■ **Extract provided**
__________
Optimize LLM Training and Serving
Company: Adobe
Role: Machine Learning Engineer
Category: ML System Design
Difficulty: hard
Interview Round: Onsite
You are working on the training and deployment stack for a Transformer-based large language model. Explain how you would reason about performance bottlenecks and optimization opportunities across training, inference, and production serving. Address the following topics:
1. Why Transformer workloads are often memory-bound, and how memory bandwidth differs from compute throughput as a bottleneck.
2. The cost of materializing the attention matrix in high-bandwidth memory.
3. Hardware FLOPs utilization and model FLOPs utilization, including how to interpret them during training.
4. GPU profiling approaches, including identifying low utilization, memory stalls, communication bottlenecks, and kernel launch overhead.
5. Kernel fusion, fused attention kernels, and CUDA graph-style launch reduction.
6. How FlashAttention works internally, including tiling, SRAM usage, online softmax, and avoiding materialization of the full attention matrix in high-bandwidth memory.
7. Other attention and serving optimizations, including multi-query attention, grouped-query attention, sparse attention, linear attention, paged attention, and quantized KV caches.
__________
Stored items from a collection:
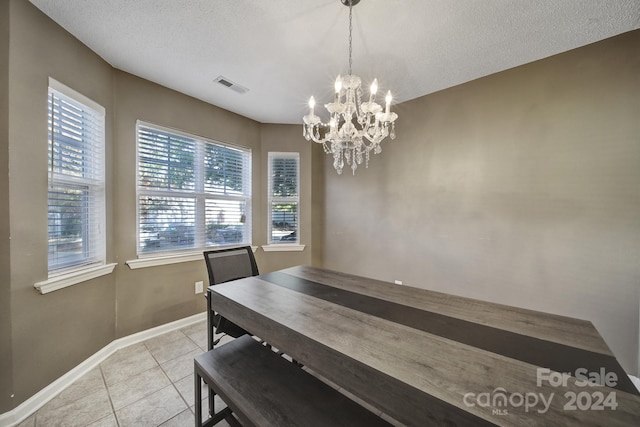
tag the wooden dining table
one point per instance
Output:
(429, 358)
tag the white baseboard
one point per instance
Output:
(38, 400)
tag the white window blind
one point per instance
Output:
(76, 192)
(284, 197)
(192, 192)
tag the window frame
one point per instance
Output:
(282, 245)
(199, 194)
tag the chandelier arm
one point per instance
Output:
(355, 128)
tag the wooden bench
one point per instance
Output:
(263, 389)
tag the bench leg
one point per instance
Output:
(198, 399)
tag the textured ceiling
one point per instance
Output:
(284, 51)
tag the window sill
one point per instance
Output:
(73, 278)
(157, 260)
(284, 247)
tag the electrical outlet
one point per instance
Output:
(199, 287)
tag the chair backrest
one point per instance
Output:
(224, 265)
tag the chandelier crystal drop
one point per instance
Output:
(355, 128)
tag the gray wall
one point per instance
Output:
(49, 333)
(44, 336)
(520, 188)
(6, 380)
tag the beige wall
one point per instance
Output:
(52, 333)
(44, 336)
(520, 188)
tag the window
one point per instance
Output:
(284, 197)
(76, 191)
(192, 192)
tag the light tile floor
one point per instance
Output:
(149, 384)
(146, 384)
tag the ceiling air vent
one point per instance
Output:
(231, 85)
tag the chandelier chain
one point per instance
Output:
(350, 37)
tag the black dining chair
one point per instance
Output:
(224, 265)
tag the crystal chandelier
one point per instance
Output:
__________
■ **What this exercise asks**
**A)** According to the interview question on LLM training and serving, why would the engineer need to reason about performance across training, inference, and production serving?
**B)** From the interview question on LLM training and serving, return the passage starting with "Optimize LLM Training" and going on through "kernel launch overhead.".
**C)** Resume the interview question on LLM training and serving from where it stops.
The rows have no part in this.

■ **Responses by item number**
**A)** The engineer is working on the training and deployment stack for a Transformer-based large language model. That stack covers both training and deployment, so bottlenecks and optimizations across training, inference, and production serving are all part of the work.

**B)**
Optimize LLM Training and Serving
Company: Adobe
Role: Machine Learning Engineer
Category: ML System Design
Difficulty: hard
Interview Round: Onsite
You are working on the training and deployment stack for a Transformer-based large language model. Explain how you would reason about performance bottlenecks and optimization opportunities across training, inference, and production serving. Address the following topics:
1. Why Transformer workloads are often memory-bound, and how memory bandwidth differs from compute throughput as a bottleneck.
2. The cost of materializing the attention matrix in high-bandwidth memory.
3. Hardware FLOPs utilization and model FLOPs utilization, including how to interpret them during training.
4. GPU profiling approaches, including identifying low utilization, memory stalls, communication bottlenecks, and kernel launch overhead.

**C)**
8. Distributed training bottlenecks and throughput optimization techniques.
9. Inference optimization using compilers and runtimes such as TensorRT-style engines, graph optimization, operator fusion, and mixed precision inference.
10. Serving architecture considerations such as paged attention serving, batching, cache hit rates, end-to-end latency, offline feature generation, online feature store lookups, long-tail fallback systems, lightweight student models, and serving metrics.
Quick Answer: This question evaluates a candidate's competency in performance analysis and system-level optimization for Transformer-based large language models, covering memory vs compute bottlenecks, attention-kernel trade-offs (e.g., FlashAttention concepts), GPU profiling, distributed training throughput, and production serving optimizations.